• [Required action]: A verbatim restatement of the data, free of pictures, is what you should output.

• [Information shown]:
______
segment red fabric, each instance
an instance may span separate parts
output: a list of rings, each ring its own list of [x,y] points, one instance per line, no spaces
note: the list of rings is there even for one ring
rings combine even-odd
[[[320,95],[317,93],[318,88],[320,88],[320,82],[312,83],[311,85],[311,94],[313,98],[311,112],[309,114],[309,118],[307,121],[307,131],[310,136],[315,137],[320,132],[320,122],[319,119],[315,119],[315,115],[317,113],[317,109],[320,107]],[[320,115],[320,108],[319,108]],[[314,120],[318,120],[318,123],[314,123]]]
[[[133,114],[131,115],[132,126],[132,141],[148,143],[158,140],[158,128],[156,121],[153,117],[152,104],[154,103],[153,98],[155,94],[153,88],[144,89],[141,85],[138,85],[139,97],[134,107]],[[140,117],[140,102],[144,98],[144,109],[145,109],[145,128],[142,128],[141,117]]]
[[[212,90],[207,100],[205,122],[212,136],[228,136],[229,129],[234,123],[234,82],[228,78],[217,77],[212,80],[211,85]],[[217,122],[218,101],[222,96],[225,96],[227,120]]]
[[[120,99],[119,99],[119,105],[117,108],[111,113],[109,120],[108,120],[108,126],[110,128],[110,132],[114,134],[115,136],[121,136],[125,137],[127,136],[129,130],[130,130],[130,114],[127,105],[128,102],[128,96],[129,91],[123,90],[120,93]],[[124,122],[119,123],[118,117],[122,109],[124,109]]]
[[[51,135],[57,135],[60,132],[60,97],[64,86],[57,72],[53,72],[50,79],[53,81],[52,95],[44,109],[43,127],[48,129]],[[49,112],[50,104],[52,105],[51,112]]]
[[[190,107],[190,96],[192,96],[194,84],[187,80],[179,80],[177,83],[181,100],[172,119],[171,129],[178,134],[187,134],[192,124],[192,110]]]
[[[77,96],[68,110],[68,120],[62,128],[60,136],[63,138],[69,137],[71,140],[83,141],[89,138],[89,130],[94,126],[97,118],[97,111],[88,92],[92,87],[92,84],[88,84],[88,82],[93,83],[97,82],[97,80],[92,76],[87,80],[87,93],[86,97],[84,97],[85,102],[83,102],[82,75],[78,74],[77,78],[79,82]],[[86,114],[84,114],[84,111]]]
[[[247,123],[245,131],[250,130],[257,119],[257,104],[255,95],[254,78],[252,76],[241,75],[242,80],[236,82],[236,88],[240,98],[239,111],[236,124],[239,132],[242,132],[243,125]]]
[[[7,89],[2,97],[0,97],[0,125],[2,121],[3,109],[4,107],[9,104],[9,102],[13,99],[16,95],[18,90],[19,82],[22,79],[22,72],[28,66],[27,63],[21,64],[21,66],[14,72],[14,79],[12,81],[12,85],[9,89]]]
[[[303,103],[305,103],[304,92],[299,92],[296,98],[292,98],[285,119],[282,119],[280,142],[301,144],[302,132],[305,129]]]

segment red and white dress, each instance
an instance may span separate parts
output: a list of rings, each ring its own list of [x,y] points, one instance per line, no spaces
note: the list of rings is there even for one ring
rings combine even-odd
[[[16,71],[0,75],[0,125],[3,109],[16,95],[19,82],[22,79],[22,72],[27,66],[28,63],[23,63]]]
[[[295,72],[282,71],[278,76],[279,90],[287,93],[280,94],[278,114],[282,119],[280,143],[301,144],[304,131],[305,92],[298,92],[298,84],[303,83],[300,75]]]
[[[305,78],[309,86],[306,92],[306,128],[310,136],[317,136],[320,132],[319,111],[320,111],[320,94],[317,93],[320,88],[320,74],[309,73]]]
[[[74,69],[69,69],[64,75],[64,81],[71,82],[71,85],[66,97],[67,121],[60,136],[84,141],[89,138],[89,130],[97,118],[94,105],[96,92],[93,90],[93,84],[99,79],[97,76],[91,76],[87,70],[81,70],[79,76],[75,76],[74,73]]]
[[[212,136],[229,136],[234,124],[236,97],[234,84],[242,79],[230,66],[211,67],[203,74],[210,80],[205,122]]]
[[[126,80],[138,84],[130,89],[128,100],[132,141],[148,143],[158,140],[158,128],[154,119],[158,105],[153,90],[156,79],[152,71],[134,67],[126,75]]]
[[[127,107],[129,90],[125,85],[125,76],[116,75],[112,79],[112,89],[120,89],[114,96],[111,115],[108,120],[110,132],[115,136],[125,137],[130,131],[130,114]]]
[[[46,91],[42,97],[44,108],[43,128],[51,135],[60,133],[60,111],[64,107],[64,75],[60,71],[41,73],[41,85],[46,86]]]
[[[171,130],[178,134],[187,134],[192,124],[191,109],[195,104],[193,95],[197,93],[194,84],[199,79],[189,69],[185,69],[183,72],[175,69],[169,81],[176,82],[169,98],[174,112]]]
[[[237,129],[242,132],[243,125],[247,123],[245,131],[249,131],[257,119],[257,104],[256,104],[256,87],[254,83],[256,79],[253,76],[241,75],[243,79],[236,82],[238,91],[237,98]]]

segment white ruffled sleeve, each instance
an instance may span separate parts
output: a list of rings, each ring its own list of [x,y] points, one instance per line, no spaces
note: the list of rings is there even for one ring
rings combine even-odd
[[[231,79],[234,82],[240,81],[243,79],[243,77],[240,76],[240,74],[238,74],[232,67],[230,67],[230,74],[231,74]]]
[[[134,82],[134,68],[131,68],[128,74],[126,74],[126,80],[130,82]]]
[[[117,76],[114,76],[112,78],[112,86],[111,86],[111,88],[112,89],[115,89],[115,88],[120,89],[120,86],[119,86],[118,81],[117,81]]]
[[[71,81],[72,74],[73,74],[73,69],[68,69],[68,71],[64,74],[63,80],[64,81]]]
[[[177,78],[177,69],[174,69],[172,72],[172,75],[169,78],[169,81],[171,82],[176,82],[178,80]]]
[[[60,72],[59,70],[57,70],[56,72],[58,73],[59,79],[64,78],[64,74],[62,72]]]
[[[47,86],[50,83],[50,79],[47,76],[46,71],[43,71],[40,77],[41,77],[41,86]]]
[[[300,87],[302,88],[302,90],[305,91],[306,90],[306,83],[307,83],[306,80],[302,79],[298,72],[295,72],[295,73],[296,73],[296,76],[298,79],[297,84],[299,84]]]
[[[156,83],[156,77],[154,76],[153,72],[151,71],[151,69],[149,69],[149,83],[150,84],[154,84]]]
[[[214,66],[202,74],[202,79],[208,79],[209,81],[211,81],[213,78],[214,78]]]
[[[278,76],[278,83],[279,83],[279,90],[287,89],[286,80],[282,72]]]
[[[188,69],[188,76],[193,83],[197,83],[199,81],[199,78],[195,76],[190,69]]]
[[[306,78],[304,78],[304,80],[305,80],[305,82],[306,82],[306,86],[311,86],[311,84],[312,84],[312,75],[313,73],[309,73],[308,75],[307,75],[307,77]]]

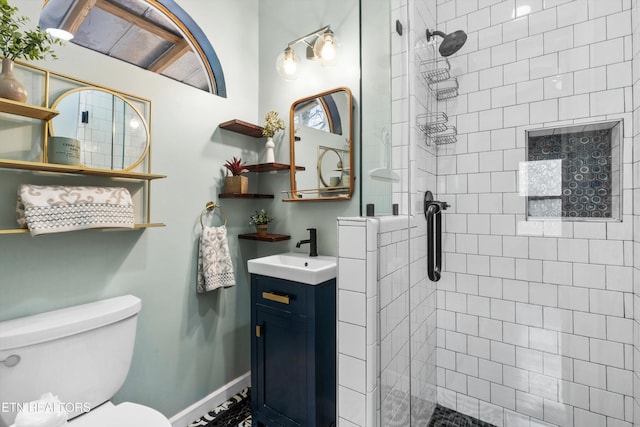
______
• [Response to the exercise]:
segment red fabric, each instance
an instance may span separate parts
output: a list of rings, each ring its own list of [x,y] points, one instance per line, no spaces
note: the list of rings is there even for one ring
rings combine even-odd
[[[320,95],[317,93],[318,88],[320,88],[320,82],[312,83],[311,85],[311,94],[313,98],[311,112],[309,114],[309,118],[307,121],[307,131],[310,136],[315,137],[320,132],[320,122],[319,119],[315,119],[315,115],[317,113],[317,109],[320,107]],[[320,115],[320,108],[319,108]],[[314,120],[318,120],[318,123],[314,123]]]
[[[133,114],[131,115],[132,126],[132,141],[148,143],[158,140],[158,128],[156,121],[153,117],[152,104],[154,103],[153,98],[155,94],[153,88],[144,89],[141,85],[138,85],[139,97],[134,107]],[[140,117],[140,102],[144,98],[144,109],[145,109],[145,128],[142,128],[141,117]]]
[[[212,90],[207,100],[205,122],[212,136],[228,136],[229,129],[234,123],[234,82],[228,78],[217,77],[212,80],[211,85]],[[217,122],[218,101],[222,96],[225,96],[227,120]]]
[[[120,99],[119,99],[119,105],[117,108],[111,113],[109,120],[108,120],[108,126],[110,128],[110,132],[114,134],[115,136],[121,136],[125,137],[127,136],[129,130],[130,130],[130,114],[127,105],[128,102],[128,96],[129,91],[123,90],[120,93]],[[124,122],[119,123],[118,117],[122,109],[124,109]]]
[[[51,135],[57,135],[60,132],[60,97],[64,86],[57,72],[53,72],[50,79],[53,81],[52,95],[44,109],[43,127],[48,129]],[[49,112],[50,104],[52,105],[51,112]]]
[[[190,107],[190,96],[192,96],[194,84],[187,80],[179,80],[177,83],[181,100],[172,119],[171,129],[178,134],[187,134],[192,124],[192,110]]]
[[[77,96],[68,110],[68,120],[62,128],[60,136],[63,138],[69,137],[71,140],[83,141],[89,138],[89,130],[94,126],[97,118],[97,111],[88,92],[92,87],[92,84],[88,84],[88,82],[93,83],[97,82],[97,80],[92,76],[87,80],[87,93],[86,97],[84,97],[85,102],[83,102],[82,75],[78,74],[77,78],[79,82]],[[86,114],[84,114],[84,111]]]
[[[247,123],[245,131],[250,130],[257,119],[257,104],[255,95],[254,78],[252,76],[241,75],[242,80],[236,82],[236,88],[240,98],[239,111],[236,124],[239,132],[242,132],[243,125]]]
[[[7,89],[2,97],[0,97],[0,125],[2,121],[3,109],[4,107],[9,104],[9,102],[13,99],[16,95],[18,90],[19,82],[22,79],[22,72],[28,66],[27,63],[21,64],[21,66],[14,72],[14,79],[12,81],[12,85],[9,89]]]
[[[303,103],[305,103],[304,92],[299,92],[296,98],[292,98],[285,119],[282,119],[280,142],[301,144],[302,132],[305,129]]]

segment red and white dress, each instance
an instance may span separate parts
output: a list of rings, each ring its own list of [x,y] points, one instance per line, no spaces
note: the list of rings is there even for one ring
rings combine even-odd
[[[16,71],[0,75],[0,125],[3,109],[16,95],[19,82],[22,79],[22,72],[27,66],[28,63],[23,63]]]
[[[295,72],[282,71],[278,76],[279,90],[287,93],[280,94],[278,114],[282,119],[280,143],[301,144],[304,131],[305,92],[298,92],[298,84],[303,83],[300,75]]]
[[[305,78],[309,86],[306,92],[306,128],[310,136],[317,136],[320,132],[319,111],[320,111],[320,94],[317,93],[320,88],[320,74],[309,73]]]
[[[74,69],[69,69],[64,75],[64,81],[71,82],[71,85],[66,97],[67,121],[60,136],[84,141],[89,138],[89,130],[97,118],[94,105],[96,92],[93,90],[93,84],[99,79],[97,76],[91,76],[87,70],[81,70],[79,76],[75,76],[74,73]]]
[[[212,136],[229,136],[234,124],[236,97],[234,84],[242,79],[230,66],[211,67],[203,74],[210,80],[205,122]]]
[[[126,80],[138,84],[130,89],[128,100],[132,141],[148,143],[158,140],[158,128],[154,119],[158,105],[153,90],[156,79],[152,71],[134,67],[126,75]]]
[[[127,107],[129,90],[125,85],[125,76],[116,75],[112,79],[112,89],[120,89],[114,96],[111,115],[108,120],[110,132],[115,136],[125,137],[130,131],[130,114]]]
[[[46,91],[42,97],[44,108],[43,128],[51,135],[60,133],[60,111],[64,107],[64,75],[60,71],[41,73],[41,85],[46,86]]]
[[[171,130],[178,134],[187,134],[192,124],[191,109],[195,104],[193,95],[197,93],[194,84],[199,79],[189,69],[185,69],[183,72],[175,69],[169,81],[176,82],[169,98],[174,112]]]
[[[237,129],[242,132],[243,125],[247,123],[245,131],[249,131],[257,119],[257,104],[256,104],[256,87],[254,83],[256,79],[253,76],[241,75],[243,79],[236,82],[238,91],[237,98]]]

segment white ruffled sleeve, each instance
an instance may span separate parts
output: a list of rings, each ring its own list of [x,y] points, one instance per line, no spaces
note: the list of rings is there even for one ring
rings combine even-odd
[[[231,79],[234,82],[240,81],[243,79],[243,77],[240,76],[240,74],[238,74],[232,67],[230,67],[230,74],[231,74]]]
[[[134,82],[134,68],[131,68],[128,74],[126,74],[126,80],[130,82]]]
[[[117,76],[114,76],[112,78],[112,86],[111,86],[111,88],[112,89],[115,89],[115,88],[120,89],[120,86],[119,86],[118,81],[117,81]]]
[[[71,81],[72,74],[73,74],[73,69],[68,69],[68,71],[64,74],[63,80],[64,81]]]
[[[177,78],[177,69],[174,69],[172,72],[172,75],[169,78],[169,81],[171,82],[176,82],[178,80]]]
[[[60,72],[59,70],[57,70],[56,72],[58,73],[59,79],[64,78],[64,74],[62,72]]]
[[[47,86],[50,83],[50,79],[47,76],[46,71],[43,71],[40,77],[41,77],[41,86]]]
[[[300,87],[302,88],[302,90],[305,91],[306,90],[306,83],[307,83],[306,80],[302,79],[298,72],[295,72],[295,73],[296,73],[296,76],[298,79],[297,84],[299,84]]]
[[[156,83],[156,77],[154,76],[153,72],[151,71],[151,69],[149,69],[149,83],[150,84],[154,84]]]
[[[214,66],[202,74],[202,79],[208,79],[209,81],[211,81],[213,78],[214,78]]]
[[[278,76],[278,83],[279,83],[279,90],[287,89],[286,80],[282,72]]]
[[[188,69],[188,76],[193,83],[197,83],[199,81],[199,78],[195,76],[190,69]]]
[[[306,78],[304,78],[304,80],[305,80],[305,82],[306,82],[306,86],[311,86],[311,84],[312,84],[312,75],[313,73],[309,73],[308,75],[307,75],[307,77]]]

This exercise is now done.